§ Problem statement: Scan the listing below. Copy each line that contains "point".

§ Records provided:
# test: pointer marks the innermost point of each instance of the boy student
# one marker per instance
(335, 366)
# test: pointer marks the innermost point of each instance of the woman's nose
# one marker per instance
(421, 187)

§ Result of this task:
# test: pointer marks the innermost point of each instance of the boy student
# test: pointer marks the innermost point of each instance of the woman's nose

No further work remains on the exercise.